### AVAILABLE DATA

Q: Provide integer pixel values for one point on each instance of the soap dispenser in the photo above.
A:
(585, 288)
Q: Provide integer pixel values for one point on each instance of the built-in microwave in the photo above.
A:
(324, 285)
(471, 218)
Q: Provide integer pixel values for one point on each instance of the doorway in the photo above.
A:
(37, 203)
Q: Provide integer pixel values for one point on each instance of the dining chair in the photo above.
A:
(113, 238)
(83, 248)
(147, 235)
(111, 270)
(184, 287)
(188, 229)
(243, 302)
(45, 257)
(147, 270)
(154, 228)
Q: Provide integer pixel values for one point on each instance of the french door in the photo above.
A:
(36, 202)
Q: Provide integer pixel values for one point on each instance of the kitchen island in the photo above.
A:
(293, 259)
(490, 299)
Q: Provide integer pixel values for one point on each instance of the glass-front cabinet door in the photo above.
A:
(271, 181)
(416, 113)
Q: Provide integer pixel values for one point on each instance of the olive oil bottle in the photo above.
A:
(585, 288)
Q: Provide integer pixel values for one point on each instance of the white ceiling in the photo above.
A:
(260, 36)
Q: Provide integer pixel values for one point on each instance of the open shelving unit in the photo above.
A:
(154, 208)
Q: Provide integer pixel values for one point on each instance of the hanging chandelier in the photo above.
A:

######

Exactly as written, please output every entry.

## RESPONSE
Q: Provide integer pixel values for one point on each instance of the soap dispenser in the photo above.
A:
(585, 288)
Q: Provide integer pixel values for one point on each instance of the built-in microwave in the photo above.
A:
(324, 285)
(471, 218)
Q: Provide integer pixel values for one point on each instance of the doorway in the photo above.
A:
(37, 203)
Q: Provide integer pixel values for one point on each instance of the dining chair in the photo above.
A:
(113, 238)
(83, 248)
(147, 235)
(111, 270)
(184, 287)
(188, 229)
(243, 302)
(45, 257)
(147, 270)
(154, 228)
Q: Provide integer pixel values for one point on each instance of the french door in the photo above.
A:
(36, 202)
Q: Provide integer pixel values for one point on each instance of the kitchen island in the photo above.
A:
(293, 259)
(490, 299)
Q: Provide integer pixel values for one point on each instance of the glass-front cabinet door in the photo above.
A:
(271, 181)
(416, 113)
Q: Provide integer pixel values for one point on each instance of the olive oil bottle in the photo above.
A:
(585, 288)
Q: Provide integer pixel values for one point on each instance of the white ceiling in the photo above.
A:
(260, 36)
Q: Provide integer pixel values for one point on each instance of the open shelving unit in the photo above.
A:
(154, 208)
Q: Provide integer pixel values for one point on each instance of the hanging chandelier in the photo above.
A:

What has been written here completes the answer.